**STATED GOAL**
Output the passage of the article on giving constructive criticism to IT employees that opens with the words containing "- Address specific" and closes with "ears, will work.", copied exactly.

**PAGE TEXT**
(begin)

Giving Constructive Criticism to Your IT Employees
One of the most challenging parts of being a supervisor is giving an employee constructive criticism without hurting their feelings, damaging their self-esteem, or breaking their spirit.
Let’s take a look at some of the best ways to give constructive criticism to your staff.
Be Consistent, Constructive and Clear
All communications and critiques should be consistent, clear and constructive for maximum benefit. Feedback should be:
- Uniformly applied to all employees (consistent)
- Address specific areas where improvement can be attained (constructive)
- Easily understood by all employees (clear)
Keep Things Neutral
Give constructive criticism in an appropriate environment, ideally a neutral location. If you typically call employees into your office to reprimand behavior, you’ll benefit from shaking things up a little. You don’t want your staff to associate your office with the negative experience of bad news.
Pick a space where you can comfortably speak with an employee face to face. This can be a table in the lunch room away from lunch hours, a small conference room or an unused office. Anyplace where you can speak privately, without prying eyes or ears, will work.
Have a Private Conversation
Never give constructive feedback to one employee in the presence of other employees. It is very damaging to an employee’s self-esteem and lowers workforce morale. It can also contribute to and ‘us versus them’ mentality among workers where they ‘side’ with the employee who received the criticism, even if they were in the wrong.

(end)

**DATA SEGMENT**

(begin)

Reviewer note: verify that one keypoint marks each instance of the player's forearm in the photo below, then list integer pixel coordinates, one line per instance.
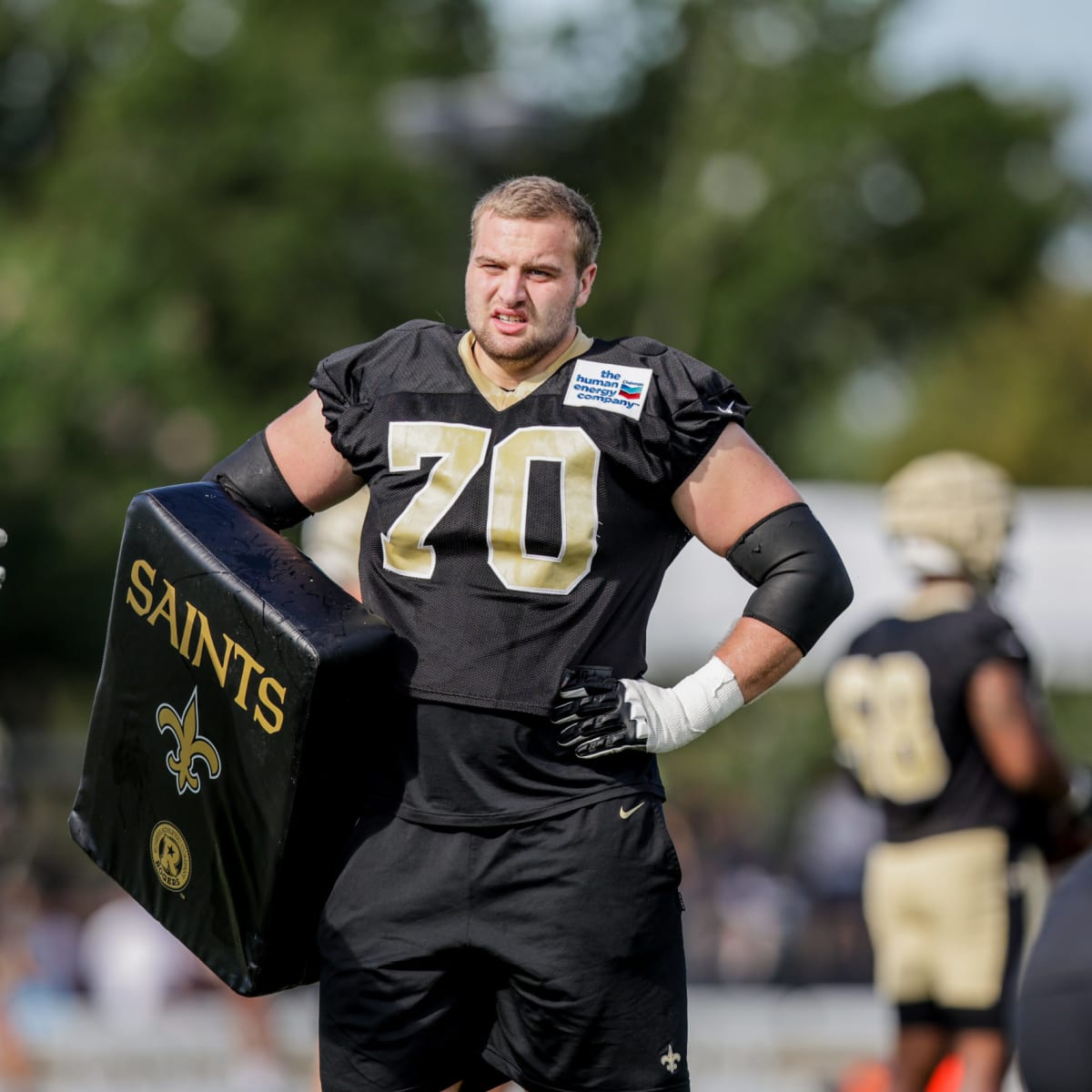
(758, 655)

(end)

**RESULT FOR THIS EXERCISE**
- Address specific areas where improvement can be attained (constructive)
- Easily understood by all employees (clear)
Keep Things Neutral
Give constructive criticism in an appropriate environment, ideally a neutral location. If you typically call employees into your office to reprimand behavior, you’ll benefit from shaking things up a little. You don’t want your staff to associate your office with the negative experience of bad news.
Pick a space where you can comfortably speak with an employee face to face. This can be a table in the lunch room away from lunch hours, a small conference room or an unused office. Anyplace where you can speak privately, without prying eyes or ears, will work.